> _Work item_: In the text on calibrating a retrieval system, which distance setting did Chroma default to before it was forced to cosine?

> _Text excerpt_:
- - - - - - -
Latency splits cleanly by path: gate-fired queries (no LLM) return in ~4.9s mean; gate-pass queries (LLM hit) run ~7.9s mean. The bottleneck is two sequential OpenAI round-trips — embed the query, then the GPT-4o-mini call — not retrieval, which is sub-100ms against Pinecone. Corpus indexing was a ~$0.20 one-time cost; the entire build, including ~550 dev and demo queries, stayed under a dollar.
What broke during calibration — and what I changed because of it.
- Chroma's default L2 distance quietly broke the confidence gate. The gate scores looked wrong across the board — even clean on-topic queries were landing below 0.65 — until I traced it to Chroma defaulting to L2 (Euclidean) distance, which compressed the score range so everything read as low-confidence. Forcing hnsw:space=cosine at collection creation restored the true cosine scores the threshold was calibrated against. This is what pushed the recalibration from 0.72 down to a stable 0.65.
- MMR λ=0.3 is not always the right setting. An early version used the default MMR λ (0.5), which balanced relevance and diversity too aggressively — retrieved chunks were diverse but the highest-relevance chunk was sometimes excluded in favour of diversity, causing the gate to fire on queries that should have passed. Lowering λ to 0.3 biased retrieval back toward relevance, giving the gate a cleaner signal.
- The 500-token chunk size created invisible splits at mid-clause boundaries. Some RBI circular clauses span more than 500 tokens — a condition, its exception, and a cross-reference. Splitting at token count cut these mid-clause, leaving each half missing the other's context. The fix: RecursiveCharacterTextSplitter with clause-boundary separators (section headers, numbered lists) before falling back to token-count splitting.
- - - - - - -
> _Dataset excerpts_:
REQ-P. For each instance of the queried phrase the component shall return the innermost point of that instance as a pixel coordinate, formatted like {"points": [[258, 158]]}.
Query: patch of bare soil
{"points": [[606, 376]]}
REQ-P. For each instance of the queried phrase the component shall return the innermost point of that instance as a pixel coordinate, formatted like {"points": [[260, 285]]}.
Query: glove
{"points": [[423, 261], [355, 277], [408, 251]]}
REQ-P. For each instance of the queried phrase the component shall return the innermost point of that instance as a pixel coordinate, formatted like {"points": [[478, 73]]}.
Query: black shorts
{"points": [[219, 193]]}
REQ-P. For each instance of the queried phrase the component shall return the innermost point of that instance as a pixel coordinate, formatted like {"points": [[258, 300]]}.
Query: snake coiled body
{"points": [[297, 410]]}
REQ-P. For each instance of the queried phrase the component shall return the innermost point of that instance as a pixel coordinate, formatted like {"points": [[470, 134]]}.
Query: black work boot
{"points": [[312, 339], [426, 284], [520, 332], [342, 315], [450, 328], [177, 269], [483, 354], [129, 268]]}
- - - - - - -
> _Your solution_: L2 (Euclidean) distance.